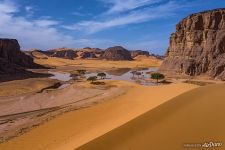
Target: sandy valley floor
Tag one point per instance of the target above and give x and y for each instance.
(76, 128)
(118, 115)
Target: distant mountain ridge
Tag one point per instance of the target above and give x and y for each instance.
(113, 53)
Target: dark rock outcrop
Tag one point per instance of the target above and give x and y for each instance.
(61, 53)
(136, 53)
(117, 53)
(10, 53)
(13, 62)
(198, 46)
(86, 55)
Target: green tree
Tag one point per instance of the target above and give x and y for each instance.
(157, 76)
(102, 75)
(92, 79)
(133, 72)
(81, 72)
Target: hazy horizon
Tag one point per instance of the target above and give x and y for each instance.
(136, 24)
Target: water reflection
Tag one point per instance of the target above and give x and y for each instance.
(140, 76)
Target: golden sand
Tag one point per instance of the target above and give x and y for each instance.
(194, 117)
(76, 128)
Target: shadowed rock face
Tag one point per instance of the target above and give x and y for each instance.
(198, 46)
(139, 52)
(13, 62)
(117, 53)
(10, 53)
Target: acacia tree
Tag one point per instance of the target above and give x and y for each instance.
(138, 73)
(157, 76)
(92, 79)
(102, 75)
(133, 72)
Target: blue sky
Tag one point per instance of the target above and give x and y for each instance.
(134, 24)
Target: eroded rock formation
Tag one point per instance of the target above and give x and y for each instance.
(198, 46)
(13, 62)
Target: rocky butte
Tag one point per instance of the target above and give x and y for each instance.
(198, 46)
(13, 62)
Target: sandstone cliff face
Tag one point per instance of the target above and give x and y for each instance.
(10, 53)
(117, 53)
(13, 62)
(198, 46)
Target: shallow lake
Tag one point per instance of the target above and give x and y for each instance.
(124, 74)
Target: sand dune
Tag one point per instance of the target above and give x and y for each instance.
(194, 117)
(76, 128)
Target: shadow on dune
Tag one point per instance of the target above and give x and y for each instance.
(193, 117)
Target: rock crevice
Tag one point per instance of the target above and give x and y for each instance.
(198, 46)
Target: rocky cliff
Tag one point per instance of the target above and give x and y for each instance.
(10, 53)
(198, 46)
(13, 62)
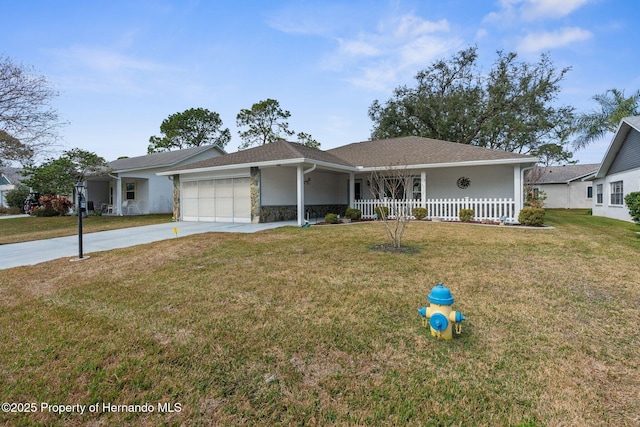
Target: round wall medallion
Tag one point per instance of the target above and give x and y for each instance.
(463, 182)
####
Turn all the items above into a Markdown table with two columns, Row and Line: number each line in order and skip blank lines. Leave the pictures out.

| Row | Line |
|---|---|
| 1 | Target: sandy valley floor |
| 2 | Tag one point per instance of the target above and give x and y for each instance. |
| 3 | (76, 128) |
| 4 | (118, 115) |
| 5 | Target: distant mountain ridge |
| 6 | Tag one point per instance of the target above and give x and y for each instance. |
| 7 | (113, 53) |
| 8 | Target: dark rock outcrop |
| 9 | Tag one point per instance of the target above and give x and y for each instance. |
| 10 | (61, 53) |
| 11 | (136, 53) |
| 12 | (117, 53) |
| 13 | (10, 53) |
| 14 | (13, 62) |
| 15 | (198, 46) |
| 16 | (86, 55) |
| 17 | Target: green tree |
| 18 | Tag one point per instance of the target above and give x and y for each instance. |
| 19 | (157, 76) |
| 20 | (102, 75) |
| 21 | (92, 79) |
| 22 | (133, 72) |
| 23 | (81, 72) |
| 24 | Target: hazy horizon |
| 25 | Tag one point per instance of the target above and give x and y for each instance. |
| 26 | (136, 24) |
| 27 | Target: water reflection |
| 28 | Tag one point per instance of the target above and give x and y for each instance. |
| 29 | (140, 76) |
| 30 | Target: golden sand |
| 31 | Tag one point per instance of the target above and give x and y for each instance. |
| 32 | (194, 117) |
| 33 | (76, 128) |
| 34 | Target: shadowed rock face |
| 35 | Tag one point per instance of the target above and give x and y for each instance. |
| 36 | (198, 46) |
| 37 | (139, 52) |
| 38 | (13, 62) |
| 39 | (117, 53) |
| 40 | (10, 53) |
| 41 | Target: acacia tree |
| 42 | Tag one point per instance of the target above and give x and y for each instance. |
| 43 | (138, 73) |
| 44 | (157, 76) |
| 45 | (92, 79) |
| 46 | (102, 75) |
| 47 | (133, 72) |
| 48 | Target: blue sky |
| 49 | Tag one point per instance of the target above and give x and y for each instance. |
| 50 | (134, 24) |
| 51 | Target: eroded rock formation |
| 52 | Tag one point per instance of the target above and give x and y for each instance. |
| 53 | (198, 46) |
| 54 | (13, 62) |
| 55 | Target: rocky butte |
| 56 | Tag one point per instance of the target above and give x and y for each instance. |
| 57 | (198, 46) |
| 58 | (13, 62) |
| 59 | Target: sandstone cliff face |
| 60 | Tag one point per instance of the target above and give x and y for each instance. |
| 61 | (10, 53) |
| 62 | (117, 53) |
| 63 | (13, 62) |
| 64 | (198, 46) |
| 65 | Target: shallow lake |
| 66 | Tag one point per instance of the target above and give x and y for each instance. |
| 67 | (124, 74) |
| 68 | Target: sand dune |
| 69 | Tag one point per instance of the target above and give x and y for each instance. |
| 70 | (194, 117) |
| 71 | (76, 128) |
| 72 | Target: shadow on dune |
| 73 | Tag one point per instance of the target above and give x and y for each instance. |
| 74 | (193, 117) |
| 75 | Target: rock crevice |
| 76 | Tag one point per instance of the target above and give x and y for each instance. |
| 77 | (198, 46) |
| 78 | Target: rocky cliff |
| 79 | Tag one point per instance of the target above and give x and y for each instance. |
| 80 | (10, 53) |
| 81 | (198, 46) |
| 82 | (13, 62) |
| 83 | Target: round wall medallion |
| 84 | Tag one point per instance of the target above and give x and y for each instance. |
| 85 | (463, 182) |